EXERCISE DIRECTIONS:
Before anything else, copy every record below exactly as it stands.

§

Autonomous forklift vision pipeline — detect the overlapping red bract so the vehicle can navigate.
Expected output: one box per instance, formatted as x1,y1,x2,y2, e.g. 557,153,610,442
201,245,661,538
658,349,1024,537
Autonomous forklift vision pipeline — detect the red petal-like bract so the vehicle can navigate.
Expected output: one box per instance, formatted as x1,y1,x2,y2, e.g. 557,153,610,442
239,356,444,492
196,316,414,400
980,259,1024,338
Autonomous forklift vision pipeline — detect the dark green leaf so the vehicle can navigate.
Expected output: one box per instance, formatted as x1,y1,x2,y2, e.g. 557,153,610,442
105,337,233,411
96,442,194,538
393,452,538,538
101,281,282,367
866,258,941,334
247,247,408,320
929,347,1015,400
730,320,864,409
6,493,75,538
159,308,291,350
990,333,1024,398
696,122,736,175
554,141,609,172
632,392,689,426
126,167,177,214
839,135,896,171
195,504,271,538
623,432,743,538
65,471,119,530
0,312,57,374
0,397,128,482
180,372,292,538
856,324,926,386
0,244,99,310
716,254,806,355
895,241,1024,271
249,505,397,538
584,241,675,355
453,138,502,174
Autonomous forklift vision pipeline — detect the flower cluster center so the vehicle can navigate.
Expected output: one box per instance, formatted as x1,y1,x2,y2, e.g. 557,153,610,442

§

RESPONSE TO THIS EXERCISE:
Autonomous forklift vision pipeline — detect the overlapping red bract so the vehicle can navigate.
Expected output: one box per instance, formatted as x1,y1,x2,y2, e.g. 557,153,610,442
201,245,661,538
658,349,1024,537
Autonomous forklift vision pipeline — detect the red petal-like bract so the vehicle can navigate.
Expected output: one box per instance, formatted as x1,y1,x2,y2, e.g. 557,153,610,442
239,356,444,492
196,316,414,400
980,259,1024,338
Autonomous forklift vision pipeline — detect the dark green leaf so the vehicle can navigate.
Expected output: one box per instance, formatted as x1,y1,x2,y2, e.g. 557,153,610,442
105,337,233,411
96,442,194,538
393,452,538,538
101,281,282,367
866,258,941,334
247,247,408,320
929,347,1015,400
730,320,864,409
6,493,75,538
159,308,291,350
990,333,1024,398
696,122,736,175
554,141,609,172
632,392,689,426
126,167,177,214
839,135,896,171
195,504,271,538
623,432,743,538
65,471,119,530
0,312,57,374
0,397,128,482
180,372,292,538
856,324,926,386
0,244,99,310
716,254,806,355
895,241,1024,271
249,505,397,538
584,241,675,355
453,138,502,174
Autonomous forklift vision pipeline — detect the flower cluster center so the vehicle can navigate.
Expected output: one box per instance, formatted as x1,y1,x2,y2, e.g. 557,153,610,442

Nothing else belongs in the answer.